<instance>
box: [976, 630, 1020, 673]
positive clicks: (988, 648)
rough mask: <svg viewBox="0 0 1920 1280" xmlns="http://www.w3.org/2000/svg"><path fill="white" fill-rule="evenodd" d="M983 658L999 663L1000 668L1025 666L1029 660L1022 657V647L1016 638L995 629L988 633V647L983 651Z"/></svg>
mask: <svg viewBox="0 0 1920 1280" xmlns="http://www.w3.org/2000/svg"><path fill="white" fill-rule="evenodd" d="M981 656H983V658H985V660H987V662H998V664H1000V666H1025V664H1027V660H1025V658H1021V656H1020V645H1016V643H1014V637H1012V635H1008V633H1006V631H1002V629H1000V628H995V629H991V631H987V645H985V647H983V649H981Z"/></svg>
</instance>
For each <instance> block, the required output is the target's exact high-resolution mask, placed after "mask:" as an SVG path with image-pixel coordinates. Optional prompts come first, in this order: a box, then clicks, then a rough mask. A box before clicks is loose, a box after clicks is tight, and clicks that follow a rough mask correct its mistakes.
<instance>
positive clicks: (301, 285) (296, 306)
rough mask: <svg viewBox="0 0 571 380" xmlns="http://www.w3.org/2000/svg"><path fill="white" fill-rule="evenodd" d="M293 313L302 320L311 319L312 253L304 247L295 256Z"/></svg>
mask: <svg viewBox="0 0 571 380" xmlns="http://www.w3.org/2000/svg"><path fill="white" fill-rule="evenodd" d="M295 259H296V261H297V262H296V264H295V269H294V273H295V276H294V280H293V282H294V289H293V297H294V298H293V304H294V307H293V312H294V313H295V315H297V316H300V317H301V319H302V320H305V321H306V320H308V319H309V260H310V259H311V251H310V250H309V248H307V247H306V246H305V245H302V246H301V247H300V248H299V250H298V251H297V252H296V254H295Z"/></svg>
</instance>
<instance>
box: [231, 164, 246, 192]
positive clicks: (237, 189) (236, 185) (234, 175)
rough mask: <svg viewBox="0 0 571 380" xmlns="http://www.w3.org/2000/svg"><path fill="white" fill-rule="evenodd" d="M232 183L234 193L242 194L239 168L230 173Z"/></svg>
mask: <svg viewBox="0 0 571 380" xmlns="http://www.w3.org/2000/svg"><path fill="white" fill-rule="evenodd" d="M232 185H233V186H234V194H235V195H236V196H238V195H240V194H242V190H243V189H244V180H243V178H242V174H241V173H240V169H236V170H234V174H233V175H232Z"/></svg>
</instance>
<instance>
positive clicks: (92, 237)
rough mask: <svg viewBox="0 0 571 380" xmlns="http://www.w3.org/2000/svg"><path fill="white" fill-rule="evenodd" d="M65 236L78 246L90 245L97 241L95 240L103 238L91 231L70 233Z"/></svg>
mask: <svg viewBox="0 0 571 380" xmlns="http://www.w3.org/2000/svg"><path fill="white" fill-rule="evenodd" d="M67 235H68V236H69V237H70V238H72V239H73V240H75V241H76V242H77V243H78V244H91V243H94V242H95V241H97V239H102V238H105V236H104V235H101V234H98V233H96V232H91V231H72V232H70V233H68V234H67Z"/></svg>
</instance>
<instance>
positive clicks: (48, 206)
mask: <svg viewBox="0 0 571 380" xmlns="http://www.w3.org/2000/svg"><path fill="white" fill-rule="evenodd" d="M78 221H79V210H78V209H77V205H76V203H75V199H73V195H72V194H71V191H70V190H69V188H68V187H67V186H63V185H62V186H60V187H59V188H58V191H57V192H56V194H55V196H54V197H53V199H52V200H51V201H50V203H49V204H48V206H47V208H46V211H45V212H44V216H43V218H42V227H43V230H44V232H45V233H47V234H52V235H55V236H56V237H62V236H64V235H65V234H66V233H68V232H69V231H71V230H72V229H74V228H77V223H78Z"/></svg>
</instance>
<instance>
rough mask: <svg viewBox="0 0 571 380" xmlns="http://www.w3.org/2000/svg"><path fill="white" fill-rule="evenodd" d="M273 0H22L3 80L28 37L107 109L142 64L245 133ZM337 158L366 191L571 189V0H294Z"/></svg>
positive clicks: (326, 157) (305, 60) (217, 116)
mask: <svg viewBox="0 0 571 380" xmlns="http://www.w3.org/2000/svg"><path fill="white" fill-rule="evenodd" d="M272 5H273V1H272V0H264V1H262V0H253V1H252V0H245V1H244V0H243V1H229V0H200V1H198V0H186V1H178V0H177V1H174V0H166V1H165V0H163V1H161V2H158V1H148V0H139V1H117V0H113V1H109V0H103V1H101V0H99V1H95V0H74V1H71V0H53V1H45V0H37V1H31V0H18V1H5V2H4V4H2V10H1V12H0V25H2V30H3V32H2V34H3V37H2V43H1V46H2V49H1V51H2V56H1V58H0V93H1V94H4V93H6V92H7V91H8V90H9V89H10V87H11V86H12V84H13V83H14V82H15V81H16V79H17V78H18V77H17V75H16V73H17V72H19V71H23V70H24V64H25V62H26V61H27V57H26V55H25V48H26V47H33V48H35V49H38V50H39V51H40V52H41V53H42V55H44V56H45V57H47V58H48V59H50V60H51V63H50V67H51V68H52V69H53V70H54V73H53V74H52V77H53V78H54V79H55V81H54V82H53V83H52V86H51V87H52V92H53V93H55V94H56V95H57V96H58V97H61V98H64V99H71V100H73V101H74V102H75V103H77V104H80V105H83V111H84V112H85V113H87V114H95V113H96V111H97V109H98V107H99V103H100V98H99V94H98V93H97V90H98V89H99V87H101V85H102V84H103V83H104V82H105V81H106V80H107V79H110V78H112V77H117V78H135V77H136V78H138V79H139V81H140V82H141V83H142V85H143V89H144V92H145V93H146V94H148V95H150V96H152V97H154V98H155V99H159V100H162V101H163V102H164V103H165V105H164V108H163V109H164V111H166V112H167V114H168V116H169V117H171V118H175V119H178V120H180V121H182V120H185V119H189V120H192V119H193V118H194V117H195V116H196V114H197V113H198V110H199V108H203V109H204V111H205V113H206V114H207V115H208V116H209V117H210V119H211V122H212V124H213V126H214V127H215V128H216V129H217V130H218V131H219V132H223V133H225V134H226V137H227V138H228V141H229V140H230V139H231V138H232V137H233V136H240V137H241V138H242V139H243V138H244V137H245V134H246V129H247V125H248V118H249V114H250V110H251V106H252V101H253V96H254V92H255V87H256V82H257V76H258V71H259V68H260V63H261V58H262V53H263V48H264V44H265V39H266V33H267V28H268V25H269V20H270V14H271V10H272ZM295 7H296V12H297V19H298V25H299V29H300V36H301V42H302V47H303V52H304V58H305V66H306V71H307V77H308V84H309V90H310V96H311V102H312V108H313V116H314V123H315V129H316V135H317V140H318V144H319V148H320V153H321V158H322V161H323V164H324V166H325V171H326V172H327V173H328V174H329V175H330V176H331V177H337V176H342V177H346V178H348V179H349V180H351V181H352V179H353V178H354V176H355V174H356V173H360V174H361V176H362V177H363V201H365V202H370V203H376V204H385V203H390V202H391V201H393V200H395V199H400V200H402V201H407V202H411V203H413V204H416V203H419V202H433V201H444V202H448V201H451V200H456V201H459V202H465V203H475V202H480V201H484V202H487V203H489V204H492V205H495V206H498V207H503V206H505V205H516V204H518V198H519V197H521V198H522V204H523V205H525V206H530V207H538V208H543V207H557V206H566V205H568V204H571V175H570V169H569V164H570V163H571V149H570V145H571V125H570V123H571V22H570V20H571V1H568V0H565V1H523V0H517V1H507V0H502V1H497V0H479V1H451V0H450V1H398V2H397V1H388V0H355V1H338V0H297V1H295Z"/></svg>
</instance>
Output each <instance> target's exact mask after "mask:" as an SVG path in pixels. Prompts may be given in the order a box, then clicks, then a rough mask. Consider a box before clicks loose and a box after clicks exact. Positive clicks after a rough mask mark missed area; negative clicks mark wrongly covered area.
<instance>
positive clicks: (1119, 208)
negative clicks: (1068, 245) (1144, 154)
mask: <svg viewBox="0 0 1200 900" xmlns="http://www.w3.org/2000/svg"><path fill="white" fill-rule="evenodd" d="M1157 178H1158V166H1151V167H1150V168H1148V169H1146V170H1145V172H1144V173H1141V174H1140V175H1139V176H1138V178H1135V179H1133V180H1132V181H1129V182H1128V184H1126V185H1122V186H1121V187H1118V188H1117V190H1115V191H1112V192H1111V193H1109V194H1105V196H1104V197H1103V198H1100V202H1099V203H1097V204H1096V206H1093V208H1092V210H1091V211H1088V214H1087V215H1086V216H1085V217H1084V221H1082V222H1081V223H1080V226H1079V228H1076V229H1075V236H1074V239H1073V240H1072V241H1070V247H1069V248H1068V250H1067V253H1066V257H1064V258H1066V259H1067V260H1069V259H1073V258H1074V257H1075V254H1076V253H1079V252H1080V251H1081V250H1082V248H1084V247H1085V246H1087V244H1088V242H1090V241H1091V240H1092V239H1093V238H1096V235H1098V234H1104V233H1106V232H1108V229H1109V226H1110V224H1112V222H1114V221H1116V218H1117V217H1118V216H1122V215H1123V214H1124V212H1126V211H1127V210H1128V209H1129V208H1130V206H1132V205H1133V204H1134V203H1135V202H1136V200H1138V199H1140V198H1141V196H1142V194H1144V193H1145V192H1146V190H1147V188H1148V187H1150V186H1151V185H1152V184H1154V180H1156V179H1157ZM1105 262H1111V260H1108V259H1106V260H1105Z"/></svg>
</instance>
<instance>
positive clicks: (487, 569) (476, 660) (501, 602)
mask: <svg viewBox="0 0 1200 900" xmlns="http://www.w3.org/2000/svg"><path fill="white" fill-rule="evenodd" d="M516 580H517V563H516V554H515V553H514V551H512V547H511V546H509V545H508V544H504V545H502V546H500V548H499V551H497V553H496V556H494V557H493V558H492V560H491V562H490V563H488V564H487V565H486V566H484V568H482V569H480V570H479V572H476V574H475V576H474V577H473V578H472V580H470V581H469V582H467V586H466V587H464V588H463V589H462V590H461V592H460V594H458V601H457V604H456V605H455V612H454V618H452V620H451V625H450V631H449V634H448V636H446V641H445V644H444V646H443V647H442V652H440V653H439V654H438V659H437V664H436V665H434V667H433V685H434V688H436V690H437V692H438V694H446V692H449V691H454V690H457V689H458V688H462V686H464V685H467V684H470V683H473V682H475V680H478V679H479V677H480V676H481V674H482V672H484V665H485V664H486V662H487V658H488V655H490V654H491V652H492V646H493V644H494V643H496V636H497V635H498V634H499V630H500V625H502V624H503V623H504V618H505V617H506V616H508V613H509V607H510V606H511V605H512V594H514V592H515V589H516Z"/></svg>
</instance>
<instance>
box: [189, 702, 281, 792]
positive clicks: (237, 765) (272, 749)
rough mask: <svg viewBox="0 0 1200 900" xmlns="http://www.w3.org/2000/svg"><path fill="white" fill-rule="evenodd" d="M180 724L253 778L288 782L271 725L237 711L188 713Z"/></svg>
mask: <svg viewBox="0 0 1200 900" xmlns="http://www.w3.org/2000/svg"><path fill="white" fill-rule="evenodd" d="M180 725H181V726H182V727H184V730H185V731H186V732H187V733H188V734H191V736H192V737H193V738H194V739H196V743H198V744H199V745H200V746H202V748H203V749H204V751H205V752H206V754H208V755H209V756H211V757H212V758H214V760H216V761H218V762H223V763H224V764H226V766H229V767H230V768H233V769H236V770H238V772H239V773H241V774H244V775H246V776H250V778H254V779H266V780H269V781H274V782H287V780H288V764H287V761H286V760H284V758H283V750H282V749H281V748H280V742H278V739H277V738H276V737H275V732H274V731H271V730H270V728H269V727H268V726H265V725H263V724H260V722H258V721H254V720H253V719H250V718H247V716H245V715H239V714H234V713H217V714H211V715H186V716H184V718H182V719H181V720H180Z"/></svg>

★ ★ ★ ★ ★ ★ ★

*Action item*
Find every line in the data above that contains the string "exact", matching case, and copy each of those lines.

*Exercise output*
For each <instance> block, the required output is the target's exact high-resolution mask, placed after "mask:" as an SVG path with image-pixel coordinates. Optional prompts come first, in this order: a box, then clicks, then a rough mask. A box before clicks is loose, a box after clicks is tight, and clicks that follow a rough mask correct its mistakes.
Output each <instance> target's exact mask after "mask:" as an SVG path in pixels. Prompts may be given in the order a box, then clicks, then a rough mask. Consider a box before clicks loose and a box after clicks exact. Positive clicks after a rough mask mark missed area; negative clicks mark wrongly covered area.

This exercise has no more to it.